**Stated goal:**
Counting case-sensitively, how many lines of the material below contain the word "church"? Give only the number.
[Start of Raw data]
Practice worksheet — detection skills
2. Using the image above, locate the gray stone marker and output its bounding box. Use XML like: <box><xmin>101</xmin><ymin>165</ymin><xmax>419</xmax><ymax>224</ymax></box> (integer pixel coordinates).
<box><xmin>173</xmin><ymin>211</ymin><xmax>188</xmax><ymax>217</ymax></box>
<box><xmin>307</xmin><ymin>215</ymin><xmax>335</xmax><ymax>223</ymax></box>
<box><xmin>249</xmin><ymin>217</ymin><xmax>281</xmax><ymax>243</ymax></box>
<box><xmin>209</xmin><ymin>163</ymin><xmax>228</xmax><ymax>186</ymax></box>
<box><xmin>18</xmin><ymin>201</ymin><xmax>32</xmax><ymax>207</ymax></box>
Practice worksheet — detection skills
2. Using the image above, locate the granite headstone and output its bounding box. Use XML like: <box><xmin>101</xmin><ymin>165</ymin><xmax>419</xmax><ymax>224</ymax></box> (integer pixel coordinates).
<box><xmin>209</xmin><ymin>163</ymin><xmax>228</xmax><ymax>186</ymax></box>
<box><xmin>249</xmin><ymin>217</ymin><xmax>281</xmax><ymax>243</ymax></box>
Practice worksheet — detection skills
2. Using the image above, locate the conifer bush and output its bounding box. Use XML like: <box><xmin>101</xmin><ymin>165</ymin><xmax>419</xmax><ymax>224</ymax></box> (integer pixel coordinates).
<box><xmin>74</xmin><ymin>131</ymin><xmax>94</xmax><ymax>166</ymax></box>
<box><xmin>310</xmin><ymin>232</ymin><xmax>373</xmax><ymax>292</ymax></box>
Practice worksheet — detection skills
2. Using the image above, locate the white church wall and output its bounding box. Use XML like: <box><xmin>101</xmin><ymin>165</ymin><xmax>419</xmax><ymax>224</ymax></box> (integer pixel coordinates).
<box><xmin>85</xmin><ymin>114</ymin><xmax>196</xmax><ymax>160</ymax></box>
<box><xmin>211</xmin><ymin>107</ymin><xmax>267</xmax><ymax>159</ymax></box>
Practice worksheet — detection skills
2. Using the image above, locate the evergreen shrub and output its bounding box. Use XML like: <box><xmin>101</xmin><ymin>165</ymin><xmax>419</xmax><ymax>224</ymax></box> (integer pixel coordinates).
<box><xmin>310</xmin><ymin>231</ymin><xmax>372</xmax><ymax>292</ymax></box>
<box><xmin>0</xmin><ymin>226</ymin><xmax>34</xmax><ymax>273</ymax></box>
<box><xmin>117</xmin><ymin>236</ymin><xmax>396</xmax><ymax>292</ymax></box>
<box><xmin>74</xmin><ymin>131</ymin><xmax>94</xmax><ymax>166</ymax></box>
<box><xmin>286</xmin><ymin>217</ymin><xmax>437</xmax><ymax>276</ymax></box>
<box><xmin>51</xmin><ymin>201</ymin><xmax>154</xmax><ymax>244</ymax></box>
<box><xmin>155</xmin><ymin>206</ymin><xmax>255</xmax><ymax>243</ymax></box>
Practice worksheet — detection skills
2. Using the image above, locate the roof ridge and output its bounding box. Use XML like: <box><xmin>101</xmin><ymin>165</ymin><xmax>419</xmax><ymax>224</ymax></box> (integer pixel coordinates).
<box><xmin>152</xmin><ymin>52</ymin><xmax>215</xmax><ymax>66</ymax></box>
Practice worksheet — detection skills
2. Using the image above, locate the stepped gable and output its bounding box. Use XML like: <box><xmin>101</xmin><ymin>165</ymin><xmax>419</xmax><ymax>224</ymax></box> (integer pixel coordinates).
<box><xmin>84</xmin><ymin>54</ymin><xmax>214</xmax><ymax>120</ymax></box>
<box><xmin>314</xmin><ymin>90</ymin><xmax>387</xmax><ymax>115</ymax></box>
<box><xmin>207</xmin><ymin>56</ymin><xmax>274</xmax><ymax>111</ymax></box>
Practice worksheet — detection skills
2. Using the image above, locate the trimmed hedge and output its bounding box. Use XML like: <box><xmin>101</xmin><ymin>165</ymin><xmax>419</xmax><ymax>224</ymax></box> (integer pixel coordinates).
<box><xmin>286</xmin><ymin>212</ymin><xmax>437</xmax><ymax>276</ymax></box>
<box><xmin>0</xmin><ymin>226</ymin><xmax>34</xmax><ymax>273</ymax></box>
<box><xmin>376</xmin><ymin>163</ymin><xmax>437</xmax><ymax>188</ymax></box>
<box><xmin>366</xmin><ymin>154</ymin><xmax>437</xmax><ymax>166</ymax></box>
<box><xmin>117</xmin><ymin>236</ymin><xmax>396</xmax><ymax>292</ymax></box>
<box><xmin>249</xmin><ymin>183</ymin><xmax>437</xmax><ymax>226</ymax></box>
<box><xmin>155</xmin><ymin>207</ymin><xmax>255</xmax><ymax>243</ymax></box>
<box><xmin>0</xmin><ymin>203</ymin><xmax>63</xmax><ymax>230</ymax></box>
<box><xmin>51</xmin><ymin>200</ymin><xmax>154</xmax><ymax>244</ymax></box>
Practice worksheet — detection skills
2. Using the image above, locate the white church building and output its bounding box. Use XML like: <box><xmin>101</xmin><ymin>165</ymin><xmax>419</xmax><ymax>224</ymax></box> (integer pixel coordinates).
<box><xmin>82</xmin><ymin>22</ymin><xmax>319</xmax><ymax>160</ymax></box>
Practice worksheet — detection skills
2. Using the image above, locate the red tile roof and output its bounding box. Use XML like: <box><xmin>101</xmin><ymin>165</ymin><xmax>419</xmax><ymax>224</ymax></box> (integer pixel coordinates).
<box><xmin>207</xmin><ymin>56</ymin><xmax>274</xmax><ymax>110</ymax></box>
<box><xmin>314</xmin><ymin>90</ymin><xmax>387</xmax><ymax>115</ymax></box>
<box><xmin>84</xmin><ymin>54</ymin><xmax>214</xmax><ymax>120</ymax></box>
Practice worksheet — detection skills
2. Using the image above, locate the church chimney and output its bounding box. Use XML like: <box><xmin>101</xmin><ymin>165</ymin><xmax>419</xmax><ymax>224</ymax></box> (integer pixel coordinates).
[End of Raw data]
**Solution for this task:**
3